Right now he wears little shark pajamas and shares his bed with Dolores and Dream Horse.
And if it’s okay with him (and Dolores and Dream Horse), I’d like it to stay that way for a very long time!
Oscar and Edgar participated on Sunday afternoon in the Potter League’s Heart and Sole Walk for the Animals, which raised approximately $77,000 for animal care. The boys themselves (with a little help from those of us who know how and are allowed to turn on the computer) helped to raise $500 of that sum.
The event, while sunny, enjoyable, and downright goofy was also the boys’ first introduction to philanthropy. We had many discussions about what is meant by the word “charity,” about the meaning of money, and about looking beyond yourself to help others. That plus we got to hang out with a couple hundred dogs and some faboulous folks on one of the prettiest days in June . . . Not a bad way to pass the time!
Our friends even let us “borrow” their beloved Max so both Oscar and Edgar would have a dog to walk.
At the end of the walk, we met up with the coordinator of volunteers, who congratulated the boys on their efforts, who in turn broke into spontaneous applause for themselves. She said they deserved it. I think the animals–not to mention their parents–would have to agree!

### MATERIAL PROVIDED

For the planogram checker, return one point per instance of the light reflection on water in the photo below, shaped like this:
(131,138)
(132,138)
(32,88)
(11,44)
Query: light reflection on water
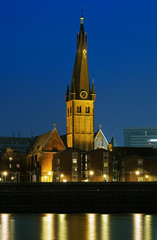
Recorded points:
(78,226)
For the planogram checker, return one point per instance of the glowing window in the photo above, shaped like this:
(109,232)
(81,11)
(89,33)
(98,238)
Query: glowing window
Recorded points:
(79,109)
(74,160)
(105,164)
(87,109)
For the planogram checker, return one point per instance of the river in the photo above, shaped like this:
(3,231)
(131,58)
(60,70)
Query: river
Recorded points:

* * *

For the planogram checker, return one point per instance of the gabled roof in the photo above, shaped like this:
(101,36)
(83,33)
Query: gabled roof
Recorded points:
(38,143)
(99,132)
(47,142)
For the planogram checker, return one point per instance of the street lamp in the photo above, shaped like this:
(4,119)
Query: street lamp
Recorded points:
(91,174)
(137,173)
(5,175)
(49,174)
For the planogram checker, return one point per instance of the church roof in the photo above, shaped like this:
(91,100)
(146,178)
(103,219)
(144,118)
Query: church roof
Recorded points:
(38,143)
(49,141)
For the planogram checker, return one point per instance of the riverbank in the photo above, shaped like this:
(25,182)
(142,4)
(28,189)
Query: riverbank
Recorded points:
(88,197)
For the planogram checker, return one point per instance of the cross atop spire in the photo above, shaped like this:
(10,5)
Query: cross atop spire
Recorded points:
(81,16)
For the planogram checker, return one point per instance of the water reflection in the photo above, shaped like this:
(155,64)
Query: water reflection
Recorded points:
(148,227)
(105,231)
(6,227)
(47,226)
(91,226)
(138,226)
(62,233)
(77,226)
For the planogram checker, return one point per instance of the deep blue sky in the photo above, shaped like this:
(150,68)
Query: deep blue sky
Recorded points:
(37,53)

...

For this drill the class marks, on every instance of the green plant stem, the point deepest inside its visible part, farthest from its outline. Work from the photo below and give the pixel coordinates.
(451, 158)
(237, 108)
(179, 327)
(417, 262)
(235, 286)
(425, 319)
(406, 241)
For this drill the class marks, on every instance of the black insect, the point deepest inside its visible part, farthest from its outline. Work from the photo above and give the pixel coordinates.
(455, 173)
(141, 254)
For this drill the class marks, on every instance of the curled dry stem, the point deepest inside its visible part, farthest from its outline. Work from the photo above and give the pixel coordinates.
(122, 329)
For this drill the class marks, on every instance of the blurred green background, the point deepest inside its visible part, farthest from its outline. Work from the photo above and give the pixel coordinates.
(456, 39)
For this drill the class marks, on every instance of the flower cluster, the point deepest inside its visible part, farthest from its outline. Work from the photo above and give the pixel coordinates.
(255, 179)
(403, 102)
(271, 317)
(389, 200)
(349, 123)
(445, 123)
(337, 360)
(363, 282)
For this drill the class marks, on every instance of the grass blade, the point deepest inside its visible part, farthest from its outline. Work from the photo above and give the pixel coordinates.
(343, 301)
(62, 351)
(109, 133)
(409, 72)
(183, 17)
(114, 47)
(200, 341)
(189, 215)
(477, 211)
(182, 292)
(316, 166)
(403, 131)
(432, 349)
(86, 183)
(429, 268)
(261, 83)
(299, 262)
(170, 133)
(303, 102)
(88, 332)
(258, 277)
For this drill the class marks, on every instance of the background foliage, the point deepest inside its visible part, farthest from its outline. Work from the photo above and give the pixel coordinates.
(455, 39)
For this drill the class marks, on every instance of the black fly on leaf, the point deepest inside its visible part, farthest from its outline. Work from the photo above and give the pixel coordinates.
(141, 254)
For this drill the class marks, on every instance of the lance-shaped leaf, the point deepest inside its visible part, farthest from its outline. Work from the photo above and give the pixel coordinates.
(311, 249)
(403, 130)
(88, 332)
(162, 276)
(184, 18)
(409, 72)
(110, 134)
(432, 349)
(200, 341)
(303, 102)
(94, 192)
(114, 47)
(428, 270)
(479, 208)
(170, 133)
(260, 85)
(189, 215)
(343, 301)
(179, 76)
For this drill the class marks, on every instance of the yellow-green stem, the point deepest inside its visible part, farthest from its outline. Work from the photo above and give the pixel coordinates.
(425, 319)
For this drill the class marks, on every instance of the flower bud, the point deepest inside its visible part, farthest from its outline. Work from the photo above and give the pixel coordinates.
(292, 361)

### DIRECTIONS
a – Answer these questions using the passage about the charity walk:
(i) Approximately how much did the Heart and Sole Walk for the Animals raise for animal care?
(ii) What was the name of the dog the friends let the family borrow?
(iii) Whom did the family meet at the end of the walk?
b – Transcribe the passage about the charity walk from "Oscar and Edgar participated" to "dog to walk.".

### PROBLEM SOLUTIONS
a –
(i) Approximately $77,000.
(ii) Max.
(iii) The coordinator of volunteers.

b –
Oscar and Edgar participated on Sunday afternoon in the Potter League’s Heart and Sole Walk for the Animals, which raised approximately $77,000 for animal care. The boys themselves (with a little help from those of us who know how and are allowed to turn on the computer) helped to raise $500 of that sum.
The event, while sunny, enjoyable, and downright goofy was also the boys’ first introduction to philanthropy. We had many discussions about what is meant by the word “charity,” about the meaning of money, and about looking beyond yourself to help others. That plus we got to hang out with a couple hundred dogs and some faboulous folks on one of the prettiest days in June . . . Not a bad way to pass the time!
Our friends even let us “borrow” their beloved Max so both Oscar and Edgar would have a dog to walk.